* BEGIN DATA TO PROCESS *

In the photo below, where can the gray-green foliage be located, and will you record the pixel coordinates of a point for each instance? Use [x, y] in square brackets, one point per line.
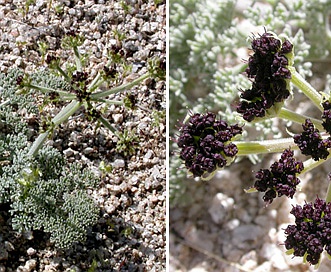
[43, 192]
[205, 70]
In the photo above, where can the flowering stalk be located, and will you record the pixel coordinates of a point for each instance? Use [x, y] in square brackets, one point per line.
[306, 88]
[208, 144]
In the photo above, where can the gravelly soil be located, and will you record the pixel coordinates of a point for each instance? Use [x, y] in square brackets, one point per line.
[132, 197]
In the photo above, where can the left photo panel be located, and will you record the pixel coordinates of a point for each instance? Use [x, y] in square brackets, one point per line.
[83, 135]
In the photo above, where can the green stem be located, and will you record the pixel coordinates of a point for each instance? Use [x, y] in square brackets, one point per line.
[4, 103]
[66, 112]
[62, 116]
[264, 147]
[120, 88]
[97, 81]
[328, 193]
[298, 118]
[38, 144]
[77, 59]
[109, 102]
[63, 73]
[46, 90]
[306, 88]
[311, 164]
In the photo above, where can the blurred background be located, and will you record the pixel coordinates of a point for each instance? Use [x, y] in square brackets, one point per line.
[215, 225]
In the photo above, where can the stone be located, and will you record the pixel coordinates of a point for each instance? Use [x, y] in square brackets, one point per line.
[220, 208]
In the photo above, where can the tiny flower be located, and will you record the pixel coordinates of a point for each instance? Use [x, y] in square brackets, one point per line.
[206, 144]
[311, 233]
[327, 116]
[311, 143]
[280, 179]
[269, 69]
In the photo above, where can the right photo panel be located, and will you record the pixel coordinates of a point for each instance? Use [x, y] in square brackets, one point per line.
[250, 126]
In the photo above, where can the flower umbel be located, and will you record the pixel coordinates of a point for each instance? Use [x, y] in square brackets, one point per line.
[311, 232]
[206, 143]
[311, 143]
[280, 179]
[268, 68]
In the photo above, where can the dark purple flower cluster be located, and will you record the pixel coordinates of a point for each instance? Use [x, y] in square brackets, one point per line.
[280, 179]
[205, 143]
[268, 68]
[311, 143]
[311, 232]
[327, 116]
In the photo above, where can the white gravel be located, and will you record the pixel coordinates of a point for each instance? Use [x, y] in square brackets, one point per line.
[131, 197]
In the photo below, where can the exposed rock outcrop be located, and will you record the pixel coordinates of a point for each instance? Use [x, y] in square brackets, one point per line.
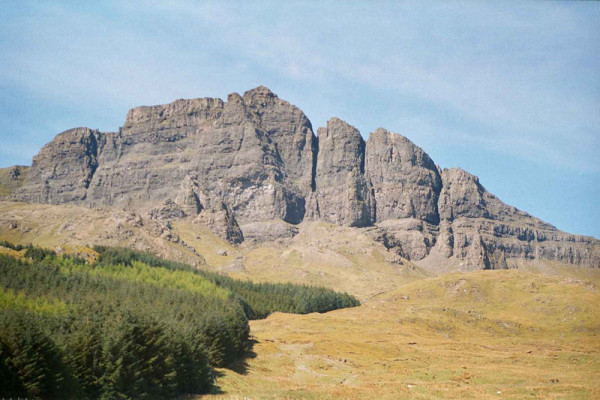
[343, 193]
[63, 169]
[251, 167]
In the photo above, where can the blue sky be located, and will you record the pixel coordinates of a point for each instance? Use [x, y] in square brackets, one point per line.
[509, 91]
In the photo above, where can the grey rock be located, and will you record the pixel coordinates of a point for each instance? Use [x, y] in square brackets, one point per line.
[343, 194]
[251, 168]
[63, 169]
[405, 180]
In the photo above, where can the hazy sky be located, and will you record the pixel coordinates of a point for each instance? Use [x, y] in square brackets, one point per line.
[509, 91]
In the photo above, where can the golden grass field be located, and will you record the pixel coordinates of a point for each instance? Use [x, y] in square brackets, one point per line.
[517, 334]
[478, 335]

* END DATA TO PROCESS *

DIRECTIONS FOR THIS TASK » Give back every line exactly as it stands, pictures excluded.

EXERCISE RESPONSE »
In the photo below, where can the gray-green foliage be located, and will you record the pixel coordinates of a point for each instance? Use [x, y] in square brackets, one point per line.
[43, 192]
[205, 70]
In the photo above, where can the flowering stalk be located, and will you record the pixel coordinates of a point for each instance? Use [x, y] in square brackets, one point per line.
[306, 88]
[208, 144]
In the photo above, where can the gravelly soil be located, and will you record the pixel coordinates of a point for each instance? Use [x, y] in square brackets, one point per line.
[132, 197]
In the photo above, where can the left photo panel be located, and will you record the pixel coordinates of a point for each instance? Use [x, y] in square brackets, one point per line.
[83, 135]
In the photo above, where can the green stem be located, and will you record the pixel coordinates of a point for each instance? Use [x, y] in square brackets, one point per line.
[4, 103]
[66, 112]
[62, 116]
[264, 147]
[120, 88]
[97, 81]
[328, 193]
[298, 118]
[38, 144]
[77, 59]
[109, 102]
[63, 73]
[46, 90]
[306, 88]
[311, 164]
In the photo above, where can the blurred background be located, and will you record the pixel coordinates of a point for each instance? Use [x, y] in square brackets, one point per line.
[215, 225]
In the photo above, where can the stone be located, and will you record the pixel coordinates of a point for each instance? Use [x, y] in square brackets, one point per line.
[220, 208]
In the photo above, where can the tiny flower be located, and will you record the pixel coordinates of a point for each instance? Use [x, y] in square brackets, one point per line.
[206, 144]
[311, 233]
[327, 116]
[311, 143]
[280, 179]
[269, 69]
In the photo above, where can the right photo panel be located, and will you record the pixel coordinates of a point for each instance? Use [x, y] in square brackets, one point per line.
[250, 126]
In the photo above, where can the flower umbel be located, and will you record the pixel coordinates of a point for each instance? Use [x, y] in square brackets, one point per line.
[311, 232]
[206, 143]
[311, 143]
[280, 179]
[268, 68]
In the photo above, where can the dark purple flower cluster be located, and will you record the pixel coordinates of a point for each instance? Use [x, y] in square brackets, one point per line.
[280, 179]
[205, 143]
[268, 68]
[311, 143]
[311, 232]
[327, 116]
In the photo above, where can the white gravel be located, and will you record the pixel coordinates of a point for each instance? Use [x, y] in square brackets, one point per line.
[131, 197]
In the photo below, where can the exposed rock outcrop be located, and will you record the pixel coordinates of a point for each instance? Use [x, y] in square brackets, one point per line.
[343, 193]
[63, 169]
[251, 167]
In the photo above, where can the blue sky be located, and will you record the pixel coordinates of a point for each instance? Use [x, y] in square brackets, one point per line.
[509, 91]
In the photo above, where can the grey rock be located, and will you record the pixel coordinates of a point for each instance? Use [x, y] in square brackets, one point per line.
[343, 194]
[251, 168]
[63, 169]
[405, 180]
In the photo above, where can the hazy sky be located, and will you record the pixel coordinates of a point for each instance? Use [x, y] in square brackets, one point per line.
[509, 91]
In the photo above, where can the golden grass field be located, and will you record the pixel coordinates of a point for each instance? Use [x, y] in square brackets, one point per line.
[517, 334]
[478, 335]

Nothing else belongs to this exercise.